## WHAT YOU NEED TO DO
Show every line of the material below that contains the word "illuminated", copying each such line in full.

........

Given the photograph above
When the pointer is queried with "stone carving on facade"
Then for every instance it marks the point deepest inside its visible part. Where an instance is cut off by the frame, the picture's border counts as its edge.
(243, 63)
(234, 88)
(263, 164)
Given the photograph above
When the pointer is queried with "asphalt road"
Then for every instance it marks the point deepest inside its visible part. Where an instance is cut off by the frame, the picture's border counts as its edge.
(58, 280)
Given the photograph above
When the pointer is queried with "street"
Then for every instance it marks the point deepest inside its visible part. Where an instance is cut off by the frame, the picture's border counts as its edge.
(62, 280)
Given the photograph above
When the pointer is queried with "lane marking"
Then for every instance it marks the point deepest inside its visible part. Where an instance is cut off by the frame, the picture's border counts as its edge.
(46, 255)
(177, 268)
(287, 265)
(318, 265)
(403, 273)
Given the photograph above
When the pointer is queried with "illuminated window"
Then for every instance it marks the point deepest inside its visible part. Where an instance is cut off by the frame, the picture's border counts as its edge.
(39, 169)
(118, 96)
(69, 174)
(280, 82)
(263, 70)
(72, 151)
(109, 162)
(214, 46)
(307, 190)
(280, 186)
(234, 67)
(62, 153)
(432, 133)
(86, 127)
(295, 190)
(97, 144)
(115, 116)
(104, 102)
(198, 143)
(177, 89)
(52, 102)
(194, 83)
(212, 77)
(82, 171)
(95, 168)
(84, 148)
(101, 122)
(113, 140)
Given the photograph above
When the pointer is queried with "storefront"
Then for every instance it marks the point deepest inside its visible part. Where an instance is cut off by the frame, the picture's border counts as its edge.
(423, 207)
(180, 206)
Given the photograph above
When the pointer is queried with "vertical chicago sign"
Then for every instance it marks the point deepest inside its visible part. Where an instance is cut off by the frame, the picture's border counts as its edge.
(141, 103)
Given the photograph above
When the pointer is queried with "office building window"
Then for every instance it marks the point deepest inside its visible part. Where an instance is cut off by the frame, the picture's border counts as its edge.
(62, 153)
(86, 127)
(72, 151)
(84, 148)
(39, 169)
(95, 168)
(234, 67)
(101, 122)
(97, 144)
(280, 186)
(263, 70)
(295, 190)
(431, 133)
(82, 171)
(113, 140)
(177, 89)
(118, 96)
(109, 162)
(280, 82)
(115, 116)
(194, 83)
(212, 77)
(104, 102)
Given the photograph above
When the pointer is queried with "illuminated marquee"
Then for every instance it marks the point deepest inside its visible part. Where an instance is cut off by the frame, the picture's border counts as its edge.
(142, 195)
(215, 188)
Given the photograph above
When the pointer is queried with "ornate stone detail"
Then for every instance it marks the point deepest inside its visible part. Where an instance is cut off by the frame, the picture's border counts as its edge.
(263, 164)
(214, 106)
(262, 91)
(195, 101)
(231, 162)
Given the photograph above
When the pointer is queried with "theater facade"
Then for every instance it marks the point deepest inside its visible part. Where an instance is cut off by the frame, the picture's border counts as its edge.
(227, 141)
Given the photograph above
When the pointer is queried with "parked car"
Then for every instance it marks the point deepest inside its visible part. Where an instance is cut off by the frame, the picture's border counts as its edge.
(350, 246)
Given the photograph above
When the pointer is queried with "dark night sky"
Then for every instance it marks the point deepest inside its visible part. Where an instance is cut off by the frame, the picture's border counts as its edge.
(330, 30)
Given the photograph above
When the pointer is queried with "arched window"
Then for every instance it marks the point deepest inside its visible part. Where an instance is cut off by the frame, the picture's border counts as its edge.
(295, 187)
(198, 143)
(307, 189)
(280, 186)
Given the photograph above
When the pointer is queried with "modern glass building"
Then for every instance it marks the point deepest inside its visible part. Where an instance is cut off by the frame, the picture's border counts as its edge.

........

## ANSWER TO THE EXERCISE
When the pointer is queried with "illuminated window"
When the pointer is queried with "illuminated marquee"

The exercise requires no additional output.